**Texte fourni:**
_ _ _
Les propos de Johnny Hallyday dans le quotidien suisse Le Matin font rebondir la polémique sur son exil fiscal ; en effet, qui peut croire qu’il n’agit pas avec l’accord de Nicolas Sarkozy ?

Ah, Johnny et les impôts ! Depuis l’annonce de l’installation à Gstaad de « l’idole des jeunes », tout et son contraire a été dit sur le sujet, avec le plus souvent des biais politiques et/ou idéologiques assez forts. Il ne s’agit pas de revenir ici sur le détail de la fiscalité française, mais de rappeler quelques informations de base, avant de revenir sur la dimension plus proprement politique du sujet.

La représentativité de Johnny

Le cas de Johnny Hallyday n’est absolument pas représentatif de la fiscalité appliquée à l’immense majorité des Français : tout d’abord, ses revenus doivent le situer dans le top 100 des Français les mieux payés, toutes catégories confondues (6,6 millions d’euros en 2005, selon Le Figaro), et son patrimoine doit désormais s’élever à quelques dizaines de millions d’euros - à comparer au patrimoine moyen d’un ménage français, qui est de l’ordre de 200 000 euros. Johnny a donc des problèmes bien spécifiques, qui concernent quelques centaines d’individus chaque année, et d’ailleurs la Suisse ne fait bénéficier de son fameux forfait fiscal que les très riches ou les très connus. Par conséquent, faire de Johnny un modèle ou un exemple relève de l’escroquerie intellectuelle, et utiliser son cas pour parler de nécessaire remise en cause de la fiscalité (comprendre baisse) dans son ensemble une bonne blague.
_ _ _
**Travail demandé:**
1. Traduisez en anglais cette phrase du texte sur l'exil fiscal de Johnny Hallyday : « Johnny a donc des problèmes bien spécifiques, qui concernent quelques centaines d'individus chaque année, et d'ailleurs la Suisse ne fait bénéficier de son fameux forfait fiscal que les très riches ou les très connus. »
2. Reproduisez le passage du texte sur l'exil fiscal de Johnny Hallyday qui commence par « Les propos de » et se termine par « politique du sujet. ».
Les lignes qui suivent ne servent à rien ici.

Éléments pour identifier des lieux
_ _ _
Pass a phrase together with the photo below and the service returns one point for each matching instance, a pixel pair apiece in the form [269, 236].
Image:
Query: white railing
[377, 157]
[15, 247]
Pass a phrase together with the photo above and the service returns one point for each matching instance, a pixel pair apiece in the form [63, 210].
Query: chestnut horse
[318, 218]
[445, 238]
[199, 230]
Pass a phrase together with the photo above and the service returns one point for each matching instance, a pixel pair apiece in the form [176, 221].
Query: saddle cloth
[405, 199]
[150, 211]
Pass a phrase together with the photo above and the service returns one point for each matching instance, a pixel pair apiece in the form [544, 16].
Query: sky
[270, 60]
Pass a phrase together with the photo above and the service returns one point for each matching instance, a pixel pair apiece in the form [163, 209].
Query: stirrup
_ _ _
**Réponses par consigne:**
1. Johnny therefore has very specific problems, which concern a few hundred individuals each year, and moreover Switzerland grants its famous lump-sum tax arrangement only to the very rich or the very famous.

2.
Les propos de Johnny Hallyday dans le quotidien suisse Le Matin font rebondir la polémique sur son exil fiscal ; en effet, qui peut croire qu’il n’agit pas avec l’accord de Nicolas Sarkozy ?

Ah, Johnny et les impôts ! Depuis l’annonce de l’installation à Gstaad de « l’idole des jeunes », tout et son contraire a été dit sur le sujet, avec le plus souvent des biais politiques et/ou idéologiques assez forts. Il ne s’agit pas de revenir ici sur le détail de la fiscalité française, mais de rappeler quelques informations de base, avant de revenir sur la dimension plus proprement politique du sujet.